- [Data for the task]

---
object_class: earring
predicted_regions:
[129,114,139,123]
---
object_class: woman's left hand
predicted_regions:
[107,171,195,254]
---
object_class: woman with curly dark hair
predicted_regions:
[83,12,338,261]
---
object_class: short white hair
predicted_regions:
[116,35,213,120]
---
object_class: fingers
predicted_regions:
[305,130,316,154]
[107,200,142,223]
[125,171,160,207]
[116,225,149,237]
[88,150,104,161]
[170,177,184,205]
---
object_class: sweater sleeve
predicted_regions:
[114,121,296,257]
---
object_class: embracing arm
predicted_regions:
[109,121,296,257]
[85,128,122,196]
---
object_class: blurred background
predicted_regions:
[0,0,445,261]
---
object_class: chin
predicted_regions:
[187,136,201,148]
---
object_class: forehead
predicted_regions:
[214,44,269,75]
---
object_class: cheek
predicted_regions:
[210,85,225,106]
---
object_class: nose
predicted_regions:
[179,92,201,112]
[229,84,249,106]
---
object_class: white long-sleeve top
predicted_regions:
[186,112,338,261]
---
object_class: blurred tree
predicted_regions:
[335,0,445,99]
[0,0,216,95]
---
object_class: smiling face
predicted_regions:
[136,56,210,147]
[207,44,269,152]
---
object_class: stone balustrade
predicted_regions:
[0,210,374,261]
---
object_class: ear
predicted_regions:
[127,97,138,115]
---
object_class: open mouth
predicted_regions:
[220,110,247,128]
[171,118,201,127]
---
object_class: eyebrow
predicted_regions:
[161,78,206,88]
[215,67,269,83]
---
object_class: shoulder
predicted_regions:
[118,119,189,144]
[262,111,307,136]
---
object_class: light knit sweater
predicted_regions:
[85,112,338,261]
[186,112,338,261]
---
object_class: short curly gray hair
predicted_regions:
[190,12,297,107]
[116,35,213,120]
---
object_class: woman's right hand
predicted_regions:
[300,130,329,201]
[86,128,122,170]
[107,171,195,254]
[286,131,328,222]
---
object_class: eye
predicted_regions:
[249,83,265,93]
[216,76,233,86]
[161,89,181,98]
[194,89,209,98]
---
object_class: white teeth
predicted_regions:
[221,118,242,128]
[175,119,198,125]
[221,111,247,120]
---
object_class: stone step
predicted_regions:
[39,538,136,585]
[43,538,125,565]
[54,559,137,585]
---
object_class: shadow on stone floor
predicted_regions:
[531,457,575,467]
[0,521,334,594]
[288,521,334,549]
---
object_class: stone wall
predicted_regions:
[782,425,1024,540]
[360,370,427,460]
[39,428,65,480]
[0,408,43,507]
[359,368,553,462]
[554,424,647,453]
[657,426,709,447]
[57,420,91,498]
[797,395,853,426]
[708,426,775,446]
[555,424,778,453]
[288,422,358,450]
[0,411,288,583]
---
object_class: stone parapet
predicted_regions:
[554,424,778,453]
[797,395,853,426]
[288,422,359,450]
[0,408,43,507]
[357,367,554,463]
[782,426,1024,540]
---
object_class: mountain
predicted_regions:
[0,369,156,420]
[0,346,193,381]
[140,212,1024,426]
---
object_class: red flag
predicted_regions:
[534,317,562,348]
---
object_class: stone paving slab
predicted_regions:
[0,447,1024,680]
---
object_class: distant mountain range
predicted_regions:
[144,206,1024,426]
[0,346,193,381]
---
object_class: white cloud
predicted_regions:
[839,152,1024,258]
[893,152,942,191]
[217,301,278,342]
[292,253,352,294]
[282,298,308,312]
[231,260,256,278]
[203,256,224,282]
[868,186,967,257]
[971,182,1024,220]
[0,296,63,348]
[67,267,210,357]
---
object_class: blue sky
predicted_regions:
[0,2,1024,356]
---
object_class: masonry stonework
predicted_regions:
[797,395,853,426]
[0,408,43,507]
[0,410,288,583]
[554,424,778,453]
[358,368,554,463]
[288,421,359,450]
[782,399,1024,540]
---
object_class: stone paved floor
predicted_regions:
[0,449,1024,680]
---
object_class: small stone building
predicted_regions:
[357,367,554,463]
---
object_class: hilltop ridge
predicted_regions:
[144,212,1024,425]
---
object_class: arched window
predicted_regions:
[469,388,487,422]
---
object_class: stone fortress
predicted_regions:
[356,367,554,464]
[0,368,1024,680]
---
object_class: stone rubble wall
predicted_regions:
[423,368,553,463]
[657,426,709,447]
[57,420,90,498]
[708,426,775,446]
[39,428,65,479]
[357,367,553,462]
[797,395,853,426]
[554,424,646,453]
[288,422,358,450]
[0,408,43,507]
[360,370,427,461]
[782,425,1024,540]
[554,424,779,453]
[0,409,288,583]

* * *

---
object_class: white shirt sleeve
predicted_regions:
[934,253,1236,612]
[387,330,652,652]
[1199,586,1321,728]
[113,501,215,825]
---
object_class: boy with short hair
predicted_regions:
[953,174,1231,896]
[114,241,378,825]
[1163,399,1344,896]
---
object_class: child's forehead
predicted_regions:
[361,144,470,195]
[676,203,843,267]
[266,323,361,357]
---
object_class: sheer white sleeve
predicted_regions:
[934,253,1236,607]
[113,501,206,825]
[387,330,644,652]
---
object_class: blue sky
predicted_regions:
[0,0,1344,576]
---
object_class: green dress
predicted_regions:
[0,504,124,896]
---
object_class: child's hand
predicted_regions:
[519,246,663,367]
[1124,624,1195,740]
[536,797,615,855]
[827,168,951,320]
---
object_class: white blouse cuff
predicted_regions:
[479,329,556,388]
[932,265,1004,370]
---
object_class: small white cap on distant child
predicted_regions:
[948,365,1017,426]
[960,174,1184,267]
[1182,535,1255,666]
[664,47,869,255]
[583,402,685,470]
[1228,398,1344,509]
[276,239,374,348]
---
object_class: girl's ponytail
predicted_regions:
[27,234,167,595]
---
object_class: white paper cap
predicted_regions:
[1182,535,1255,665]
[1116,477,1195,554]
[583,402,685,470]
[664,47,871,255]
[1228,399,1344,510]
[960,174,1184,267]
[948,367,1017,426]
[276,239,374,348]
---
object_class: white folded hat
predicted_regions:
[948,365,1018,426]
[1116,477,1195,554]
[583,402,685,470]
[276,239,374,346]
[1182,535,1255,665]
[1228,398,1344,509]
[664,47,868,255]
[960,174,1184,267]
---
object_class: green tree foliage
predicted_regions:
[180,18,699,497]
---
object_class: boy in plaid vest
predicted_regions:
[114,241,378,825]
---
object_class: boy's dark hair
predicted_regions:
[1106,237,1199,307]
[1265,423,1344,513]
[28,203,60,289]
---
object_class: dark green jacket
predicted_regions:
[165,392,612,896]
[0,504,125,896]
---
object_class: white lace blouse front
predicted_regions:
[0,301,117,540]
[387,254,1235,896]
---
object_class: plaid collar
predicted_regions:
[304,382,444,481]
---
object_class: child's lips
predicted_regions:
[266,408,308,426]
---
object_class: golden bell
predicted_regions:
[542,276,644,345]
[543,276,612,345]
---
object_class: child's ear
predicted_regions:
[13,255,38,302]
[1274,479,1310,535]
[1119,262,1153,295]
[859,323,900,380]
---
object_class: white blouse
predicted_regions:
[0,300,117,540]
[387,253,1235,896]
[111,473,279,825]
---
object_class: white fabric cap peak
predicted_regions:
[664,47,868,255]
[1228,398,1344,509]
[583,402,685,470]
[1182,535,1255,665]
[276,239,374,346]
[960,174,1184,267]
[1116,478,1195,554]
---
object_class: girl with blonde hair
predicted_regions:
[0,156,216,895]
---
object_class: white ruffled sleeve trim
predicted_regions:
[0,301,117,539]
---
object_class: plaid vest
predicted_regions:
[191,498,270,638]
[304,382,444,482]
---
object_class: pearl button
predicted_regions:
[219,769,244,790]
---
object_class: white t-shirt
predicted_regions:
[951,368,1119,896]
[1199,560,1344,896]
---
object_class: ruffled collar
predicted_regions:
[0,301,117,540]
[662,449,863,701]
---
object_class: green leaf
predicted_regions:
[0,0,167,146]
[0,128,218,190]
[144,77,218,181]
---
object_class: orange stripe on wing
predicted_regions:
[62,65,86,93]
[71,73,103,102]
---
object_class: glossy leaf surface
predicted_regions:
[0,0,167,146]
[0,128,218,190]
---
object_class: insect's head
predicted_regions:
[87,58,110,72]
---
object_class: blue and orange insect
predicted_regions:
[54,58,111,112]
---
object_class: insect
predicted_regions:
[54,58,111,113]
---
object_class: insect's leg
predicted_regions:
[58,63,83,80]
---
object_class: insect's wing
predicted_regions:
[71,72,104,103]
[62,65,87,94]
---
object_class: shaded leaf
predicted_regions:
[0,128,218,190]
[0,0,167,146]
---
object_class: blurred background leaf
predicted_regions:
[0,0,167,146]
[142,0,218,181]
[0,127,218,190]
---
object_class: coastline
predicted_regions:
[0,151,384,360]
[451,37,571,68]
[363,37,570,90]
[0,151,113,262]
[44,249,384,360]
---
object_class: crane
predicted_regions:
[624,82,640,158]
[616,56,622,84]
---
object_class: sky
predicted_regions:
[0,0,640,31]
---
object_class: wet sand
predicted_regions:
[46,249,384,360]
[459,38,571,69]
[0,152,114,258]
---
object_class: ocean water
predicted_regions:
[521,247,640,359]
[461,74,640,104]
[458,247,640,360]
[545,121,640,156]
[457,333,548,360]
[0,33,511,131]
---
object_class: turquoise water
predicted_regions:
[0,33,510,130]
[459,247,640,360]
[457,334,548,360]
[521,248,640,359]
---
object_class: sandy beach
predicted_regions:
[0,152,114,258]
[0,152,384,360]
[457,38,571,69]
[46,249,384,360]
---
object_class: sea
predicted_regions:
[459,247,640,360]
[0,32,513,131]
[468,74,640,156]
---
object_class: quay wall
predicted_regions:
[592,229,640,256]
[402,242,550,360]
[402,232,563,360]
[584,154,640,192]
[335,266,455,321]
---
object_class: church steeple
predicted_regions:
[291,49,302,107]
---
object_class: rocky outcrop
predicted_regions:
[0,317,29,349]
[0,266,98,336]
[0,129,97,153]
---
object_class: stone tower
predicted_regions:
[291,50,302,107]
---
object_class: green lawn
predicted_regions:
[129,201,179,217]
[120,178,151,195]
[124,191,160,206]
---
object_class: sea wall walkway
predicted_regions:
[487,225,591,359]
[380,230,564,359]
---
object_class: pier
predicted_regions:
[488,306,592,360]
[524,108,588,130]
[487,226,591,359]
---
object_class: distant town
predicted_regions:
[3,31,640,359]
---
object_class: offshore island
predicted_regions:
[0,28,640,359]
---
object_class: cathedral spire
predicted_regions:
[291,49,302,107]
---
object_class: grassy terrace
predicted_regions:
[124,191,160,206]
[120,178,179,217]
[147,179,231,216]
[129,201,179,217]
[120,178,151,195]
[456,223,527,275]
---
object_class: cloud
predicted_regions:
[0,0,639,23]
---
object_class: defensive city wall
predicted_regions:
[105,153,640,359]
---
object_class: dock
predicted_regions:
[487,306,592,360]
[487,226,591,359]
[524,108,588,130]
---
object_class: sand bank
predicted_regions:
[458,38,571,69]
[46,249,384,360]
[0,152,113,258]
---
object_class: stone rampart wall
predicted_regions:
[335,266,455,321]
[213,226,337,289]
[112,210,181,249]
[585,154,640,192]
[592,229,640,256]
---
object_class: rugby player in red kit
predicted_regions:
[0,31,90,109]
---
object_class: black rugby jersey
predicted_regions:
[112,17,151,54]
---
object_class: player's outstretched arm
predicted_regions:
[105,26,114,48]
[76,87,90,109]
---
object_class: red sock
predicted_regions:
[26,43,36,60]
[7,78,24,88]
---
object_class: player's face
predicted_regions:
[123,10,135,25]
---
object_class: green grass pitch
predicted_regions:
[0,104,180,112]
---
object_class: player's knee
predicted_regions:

- [Exercise requirements] Give the number of lines in the data that contain the word "girl", and nothing else.

- [Written solution] 2